WORK INSTRUCTIONS: Recast every line of the listing below as a JSON list of strings, one string per line, skipping blank lines and leaving out the pictures.
** Start of EXERCISE DATA **
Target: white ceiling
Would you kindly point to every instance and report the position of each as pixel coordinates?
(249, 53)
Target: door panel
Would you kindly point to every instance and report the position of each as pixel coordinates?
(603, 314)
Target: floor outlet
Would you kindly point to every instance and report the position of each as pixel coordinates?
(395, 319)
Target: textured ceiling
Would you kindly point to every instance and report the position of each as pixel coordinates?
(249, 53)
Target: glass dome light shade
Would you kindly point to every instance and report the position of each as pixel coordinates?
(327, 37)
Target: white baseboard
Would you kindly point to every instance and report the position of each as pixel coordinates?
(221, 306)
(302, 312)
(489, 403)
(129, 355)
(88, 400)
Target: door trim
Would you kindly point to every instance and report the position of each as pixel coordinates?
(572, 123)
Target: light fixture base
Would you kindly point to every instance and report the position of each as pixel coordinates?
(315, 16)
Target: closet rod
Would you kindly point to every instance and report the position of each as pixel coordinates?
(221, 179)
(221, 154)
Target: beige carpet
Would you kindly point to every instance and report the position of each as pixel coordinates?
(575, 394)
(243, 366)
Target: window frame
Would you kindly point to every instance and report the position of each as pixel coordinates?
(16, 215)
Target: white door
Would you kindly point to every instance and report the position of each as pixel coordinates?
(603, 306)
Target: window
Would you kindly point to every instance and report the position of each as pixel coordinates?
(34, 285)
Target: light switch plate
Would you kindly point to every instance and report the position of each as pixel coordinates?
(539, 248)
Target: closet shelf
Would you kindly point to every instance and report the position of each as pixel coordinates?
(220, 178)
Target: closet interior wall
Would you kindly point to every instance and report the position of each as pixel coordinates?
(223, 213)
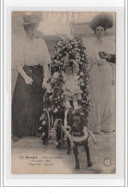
** End of EXERCISE DATA **
FINISHED EXERCISE:
[
  "Target: white ceiling",
  "Would you kindly point to every instance and report the position of each as pixel coordinates?",
  "(249, 53)",
  "Target: door panel",
  "Would you kindly point to every instance and report the position of each as pixel coordinates?",
  "(603, 314)",
  "Target: floor outlet",
  "Would you kindly point to every instance and report the position of each as pixel coordinates?",
  "(395, 319)",
  "Target: textured ceiling",
  "Would you kindly point to every instance and report the position of each as pixel coordinates?",
  "(249, 53)",
  "Target: glass dome light shade",
  "Would you kindly point to every instance and report the position of each as pixel coordinates?",
  "(327, 37)",
  "Target: white baseboard",
  "Would you kindly point to every instance and report the position of each as pixel coordinates?",
  "(221, 306)",
  "(302, 312)",
  "(489, 403)",
  "(129, 355)",
  "(88, 400)",
  "Target: door trim",
  "Would you kindly point to every instance and report the position of each as pixel coordinates?",
  "(572, 123)",
  "Target: light fixture base",
  "Would you kindly point to every instance and report the position of each as pixel coordinates?",
  "(315, 16)",
  "Target: closet rod",
  "Would you kindly point to every instance and report the position of each as pixel coordinates?",
  "(221, 179)",
  "(221, 154)",
  "Target: beige carpet",
  "Would you kindly point to every instance and report the position of each as pixel coordinates?",
  "(575, 394)",
  "(243, 366)",
  "Target: window frame",
  "Would you kindly point to every instance and report the position of each as pixel coordinates?",
  "(16, 215)",
  "Target: white door",
  "Would you kindly point to every instance and report the position of each as pixel coordinates?",
  "(603, 306)",
  "Target: window",
  "Would you kindly point to every instance and report the position of each as pixel coordinates?",
  "(34, 285)",
  "Target: light switch plate",
  "Would you kindly point to every instance and report the position of each as pixel coordinates?",
  "(539, 248)",
  "Target: closet shelf",
  "Would you kindly point to every instance and report the position of each as pixel coordinates?",
  "(220, 178)",
  "Target: closet interior wall",
  "Would you kindly point to every instance and report the position of each as pixel coordinates?",
  "(223, 213)"
]